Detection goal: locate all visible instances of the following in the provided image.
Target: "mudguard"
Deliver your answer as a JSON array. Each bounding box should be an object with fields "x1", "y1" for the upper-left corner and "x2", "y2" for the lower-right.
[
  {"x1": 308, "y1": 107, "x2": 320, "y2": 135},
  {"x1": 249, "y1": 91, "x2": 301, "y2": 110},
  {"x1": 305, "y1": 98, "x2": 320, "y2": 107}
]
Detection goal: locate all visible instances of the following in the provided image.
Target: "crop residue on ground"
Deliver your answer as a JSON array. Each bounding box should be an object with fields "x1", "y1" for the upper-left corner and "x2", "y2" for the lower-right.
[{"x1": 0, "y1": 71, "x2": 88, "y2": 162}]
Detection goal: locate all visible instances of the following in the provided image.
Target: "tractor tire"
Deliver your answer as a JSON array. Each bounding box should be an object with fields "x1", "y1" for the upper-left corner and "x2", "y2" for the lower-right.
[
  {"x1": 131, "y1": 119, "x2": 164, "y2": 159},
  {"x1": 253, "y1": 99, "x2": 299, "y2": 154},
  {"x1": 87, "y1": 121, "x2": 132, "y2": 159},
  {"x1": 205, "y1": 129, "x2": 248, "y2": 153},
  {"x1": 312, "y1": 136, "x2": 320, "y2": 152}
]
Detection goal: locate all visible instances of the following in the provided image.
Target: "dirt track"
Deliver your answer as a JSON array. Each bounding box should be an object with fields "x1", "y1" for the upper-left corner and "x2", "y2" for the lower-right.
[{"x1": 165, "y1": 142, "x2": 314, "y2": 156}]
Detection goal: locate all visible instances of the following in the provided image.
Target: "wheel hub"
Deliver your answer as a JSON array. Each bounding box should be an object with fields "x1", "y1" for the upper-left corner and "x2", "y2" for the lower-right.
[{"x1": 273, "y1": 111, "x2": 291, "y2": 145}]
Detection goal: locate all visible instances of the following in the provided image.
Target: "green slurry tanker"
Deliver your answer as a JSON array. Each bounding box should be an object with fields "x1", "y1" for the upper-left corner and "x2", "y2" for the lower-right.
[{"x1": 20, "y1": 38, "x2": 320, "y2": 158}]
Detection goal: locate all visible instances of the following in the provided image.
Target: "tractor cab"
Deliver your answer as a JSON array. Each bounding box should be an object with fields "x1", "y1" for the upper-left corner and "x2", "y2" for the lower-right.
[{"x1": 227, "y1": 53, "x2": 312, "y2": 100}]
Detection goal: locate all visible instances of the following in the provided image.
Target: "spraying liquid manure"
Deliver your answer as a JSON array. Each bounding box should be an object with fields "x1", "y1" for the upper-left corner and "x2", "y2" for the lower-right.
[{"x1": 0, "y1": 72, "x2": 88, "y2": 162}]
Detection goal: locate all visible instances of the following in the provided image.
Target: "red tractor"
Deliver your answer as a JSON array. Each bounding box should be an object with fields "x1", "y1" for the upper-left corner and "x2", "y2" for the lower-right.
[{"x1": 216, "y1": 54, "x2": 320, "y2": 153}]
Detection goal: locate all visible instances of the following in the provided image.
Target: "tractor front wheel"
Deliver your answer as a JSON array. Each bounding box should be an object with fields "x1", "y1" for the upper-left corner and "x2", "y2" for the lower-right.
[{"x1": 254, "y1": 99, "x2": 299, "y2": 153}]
——
Problem statement –
Reproduce all of the material above word for word.

Solved problem –
Detection goal: locate all visible instances of the following in the provided image.
Target: "mudguard"
Deliver your answer as a JSON array. Each bounding box should be an object with fields "x1", "y1" for the upper-left corner and "x2", "y2" for the lower-right.
[
  {"x1": 308, "y1": 107, "x2": 320, "y2": 135},
  {"x1": 249, "y1": 91, "x2": 301, "y2": 110},
  {"x1": 305, "y1": 98, "x2": 320, "y2": 107}
]
Detection goal: locate all visible instances of the following in the provided image.
Target: "crop residue on ground"
Deliver your answer as a JSON array. Each bounding box should be an object with fields "x1", "y1" for the upper-left corner and "x2", "y2" for the lower-right.
[{"x1": 0, "y1": 71, "x2": 88, "y2": 162}]
Detection goal: locate all visible instances of the following in the provided image.
Target: "tractor tire"
Deliver your answer as a JSON array. Each bounding box should be an object with fields "x1", "y1" for the upper-left corner and "x2", "y2" for the lower-right.
[
  {"x1": 131, "y1": 119, "x2": 164, "y2": 159},
  {"x1": 253, "y1": 99, "x2": 299, "y2": 154},
  {"x1": 87, "y1": 121, "x2": 132, "y2": 159},
  {"x1": 205, "y1": 129, "x2": 248, "y2": 153},
  {"x1": 312, "y1": 136, "x2": 320, "y2": 152}
]
Detection goal: locate all visible instances of the following in the provided image.
Target: "dirt track"
Deliver your answer as a JSON array. Each bounding box should be an object with fields "x1", "y1" for the upper-left corner and "x2", "y2" for the lower-right.
[{"x1": 165, "y1": 142, "x2": 314, "y2": 156}]
Detection goal: locate all visible instances of the following in the provided image.
Target: "wheel hub"
Deliver your answer as a JSON array. Each bounding box should be an object with fields "x1", "y1" for the upper-left corner and "x2", "y2" for the lower-right.
[{"x1": 273, "y1": 111, "x2": 291, "y2": 145}]
Detection goal: locate all visible instances of the following in the provided image.
Target: "green slurry tanker"
Deliver your answer as a JSON array. Each bounding box should be an object with fields "x1", "y1" for the upper-left corner and "x2", "y2" for the lower-right.
[{"x1": 20, "y1": 38, "x2": 320, "y2": 158}]
Detection goal: locate all visible instances of the following in the provided image.
Target: "tractor cab"
Deliver your answer as a JSON array. Each bounding box should be an object with fields "x1", "y1" for the upper-left corner and "x2", "y2" for the lower-right.
[{"x1": 227, "y1": 53, "x2": 312, "y2": 100}]
Detection goal: locate all visible instances of the following in the provided image.
Target: "spraying liquid manure"
Deliver your answer as a JSON array. Each bounding box should be an object with fields "x1", "y1" for the upper-left corner and "x2", "y2" for the lower-right.
[{"x1": 0, "y1": 72, "x2": 88, "y2": 162}]
Detection goal: locate all visible instances of the following in the provided image.
Target: "red tractor"
Deliver your answer as a JSON array. Each bounding box should be an object with fields "x1", "y1" for the upper-left corner and "x2", "y2" for the lower-right.
[{"x1": 216, "y1": 54, "x2": 320, "y2": 153}]
Detection goal: locate all visible instances of the following in the provided image.
Target: "tractor front wheel"
Deliver your answer as a JSON array. Each bounding box should be an object with fields "x1", "y1" for the upper-left corner and "x2", "y2" for the lower-right.
[{"x1": 254, "y1": 99, "x2": 299, "y2": 153}]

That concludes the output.